Showing posts with label religion. Show all posts
Showing posts with label religion. Show all posts

Thursday, June 6, 2019

Like A Prayer



Like a Prayer

I am going to assume my Mother might have been anxious to have a break from me as a youngster. She sent me to Pre-K, that’s pre-kindergarten in seventies speak, with the nuns two years in a row. By the end of my first year, I still wasn’t five, so I missed starting real school with my classmates. I was amenably forlorn. Bawling, pleading the parentals, even the Guy Upstairs, to let me go to big school. It felt like a reprimand I wouldn’t be moving on to a primary class at Southeast Passage School with my friends. Instead, I was held back for one more ring around the rosie at St. Andrew’s School Hall with Sisters Sophie and Evelyn.  

St. Andrew’s School Hall was situated next door to the convent where the nuns lived, several of them at that time or so I remember, I only knew two of them. I’d always see the others walking together to Church just around Quigley’s Corner. Walking in calm uniformed unison. Their residence always felt forbidden to me and yet I wanted to go inside so badly. And, I did. In my second year of Pre-K, but I’m getting ahead of myself.

(Excerpt from a dataset)
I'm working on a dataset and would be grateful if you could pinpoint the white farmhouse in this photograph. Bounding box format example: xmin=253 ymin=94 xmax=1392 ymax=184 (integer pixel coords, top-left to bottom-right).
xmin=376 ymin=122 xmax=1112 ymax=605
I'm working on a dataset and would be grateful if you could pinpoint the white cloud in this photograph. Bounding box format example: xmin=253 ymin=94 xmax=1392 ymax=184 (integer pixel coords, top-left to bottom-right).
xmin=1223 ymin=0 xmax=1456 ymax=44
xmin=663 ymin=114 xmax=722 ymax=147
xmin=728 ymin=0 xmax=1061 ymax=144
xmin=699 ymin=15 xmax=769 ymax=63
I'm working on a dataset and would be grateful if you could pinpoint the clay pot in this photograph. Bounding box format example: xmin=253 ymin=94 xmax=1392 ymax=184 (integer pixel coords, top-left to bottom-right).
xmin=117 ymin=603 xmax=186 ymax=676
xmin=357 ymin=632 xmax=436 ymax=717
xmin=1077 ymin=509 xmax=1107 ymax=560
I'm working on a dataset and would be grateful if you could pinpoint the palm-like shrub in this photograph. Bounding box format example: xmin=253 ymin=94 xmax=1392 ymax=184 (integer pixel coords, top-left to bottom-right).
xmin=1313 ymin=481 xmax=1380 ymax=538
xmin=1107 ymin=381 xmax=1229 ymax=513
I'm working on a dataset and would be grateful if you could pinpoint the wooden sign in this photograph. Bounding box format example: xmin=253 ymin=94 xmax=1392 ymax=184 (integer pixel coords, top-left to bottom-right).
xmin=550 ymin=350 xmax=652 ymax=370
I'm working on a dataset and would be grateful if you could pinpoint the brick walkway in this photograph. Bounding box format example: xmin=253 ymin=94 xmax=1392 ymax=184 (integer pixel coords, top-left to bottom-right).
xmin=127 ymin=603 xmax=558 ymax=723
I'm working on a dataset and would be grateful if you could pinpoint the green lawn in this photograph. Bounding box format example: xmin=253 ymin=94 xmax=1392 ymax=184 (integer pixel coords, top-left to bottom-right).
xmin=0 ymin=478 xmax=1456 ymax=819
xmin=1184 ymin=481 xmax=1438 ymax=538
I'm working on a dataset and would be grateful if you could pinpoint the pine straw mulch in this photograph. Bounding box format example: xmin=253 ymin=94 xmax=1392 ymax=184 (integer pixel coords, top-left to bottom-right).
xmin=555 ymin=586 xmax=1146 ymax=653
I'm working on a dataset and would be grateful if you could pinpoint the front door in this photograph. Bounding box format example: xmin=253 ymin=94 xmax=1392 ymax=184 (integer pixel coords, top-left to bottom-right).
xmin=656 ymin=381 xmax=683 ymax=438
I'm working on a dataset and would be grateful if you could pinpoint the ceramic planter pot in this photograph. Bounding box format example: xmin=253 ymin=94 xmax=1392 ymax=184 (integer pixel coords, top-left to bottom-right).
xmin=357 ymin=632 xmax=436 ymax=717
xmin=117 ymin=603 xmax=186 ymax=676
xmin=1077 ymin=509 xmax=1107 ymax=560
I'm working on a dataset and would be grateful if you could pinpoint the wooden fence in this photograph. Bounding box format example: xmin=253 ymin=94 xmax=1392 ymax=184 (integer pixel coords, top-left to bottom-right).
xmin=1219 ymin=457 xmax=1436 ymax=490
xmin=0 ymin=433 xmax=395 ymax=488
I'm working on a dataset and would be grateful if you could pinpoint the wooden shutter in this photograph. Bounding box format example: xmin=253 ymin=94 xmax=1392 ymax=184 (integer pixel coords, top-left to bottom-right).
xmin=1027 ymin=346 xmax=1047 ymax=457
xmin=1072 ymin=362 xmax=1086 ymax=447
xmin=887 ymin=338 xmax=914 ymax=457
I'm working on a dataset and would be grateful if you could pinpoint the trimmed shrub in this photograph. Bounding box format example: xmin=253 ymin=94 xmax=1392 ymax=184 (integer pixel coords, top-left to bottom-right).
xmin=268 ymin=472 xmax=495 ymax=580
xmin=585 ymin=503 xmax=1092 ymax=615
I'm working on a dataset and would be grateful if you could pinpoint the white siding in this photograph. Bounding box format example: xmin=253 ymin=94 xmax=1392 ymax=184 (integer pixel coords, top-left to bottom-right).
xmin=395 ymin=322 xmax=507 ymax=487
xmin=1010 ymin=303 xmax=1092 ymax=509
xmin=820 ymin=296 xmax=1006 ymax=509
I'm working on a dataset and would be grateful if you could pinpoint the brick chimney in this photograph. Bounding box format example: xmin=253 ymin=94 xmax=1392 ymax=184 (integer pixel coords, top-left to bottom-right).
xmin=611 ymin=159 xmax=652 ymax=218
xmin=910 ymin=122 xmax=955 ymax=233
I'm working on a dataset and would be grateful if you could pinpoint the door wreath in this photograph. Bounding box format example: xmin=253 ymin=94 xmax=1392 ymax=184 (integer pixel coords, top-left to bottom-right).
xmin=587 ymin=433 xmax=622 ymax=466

WHAT YOU NEED TO DO:
a - List every named place that appears in the blog post about Pre-K with the nuns.
b - Carry the blog post about Pre-K with the nuns forward from its final sentence.

ANSWERS FOR THIS EXERCISE:
a - Southeast Passage School, St. Andrew's School Hall, Quigley's Corner

b -
Pre-K was, for the most part, fun. There were opportunities to paint and draw, play games, have singsongs, and all with a little bit of Jesus thrown in for good measure. I especially enjoyed story-time with Sister Evelyn, or Sister Elephant as I called her. Not out of mockery but because I couldn’t pronounce Evelyn then. Father Mine picked me up once and I proudly introduced them, “Daddy, this is Sister Elephant. She reads us good books.” He was mortified but she didn’t bat an eye or miss a beat. Although, she did express concern, in my presence about my falling asleep mid-day. Which led to my first brush with h-e-double-hockey-sticks.

Shortly after Father Mine picked me up, my Mother received a phone call from Sister Sophie, “Good day, I just wanted to take a moment to call and congratulate you on the birth of your new baby. What a blessing!” My Mother, stunned on the other end of the line replied, “I beg your pardon?” Sister Sophie continued only with less confidence, “Your daughter said the reason for her dozing off during story-time was that she could never get a good night’s rest at home because the new baby did nothing but cry all night long and keep her awake.” My Mother rolled her eyes and chuckled. She explained to the good Sister there was most certainly no new baby disturbing our happy home and apologized profusely for my elaborate fib. It’s true, I lied to a nun. And, I got caught red-handed. How dare she try and share in our family’s non-existent joy!? Lord have mercy.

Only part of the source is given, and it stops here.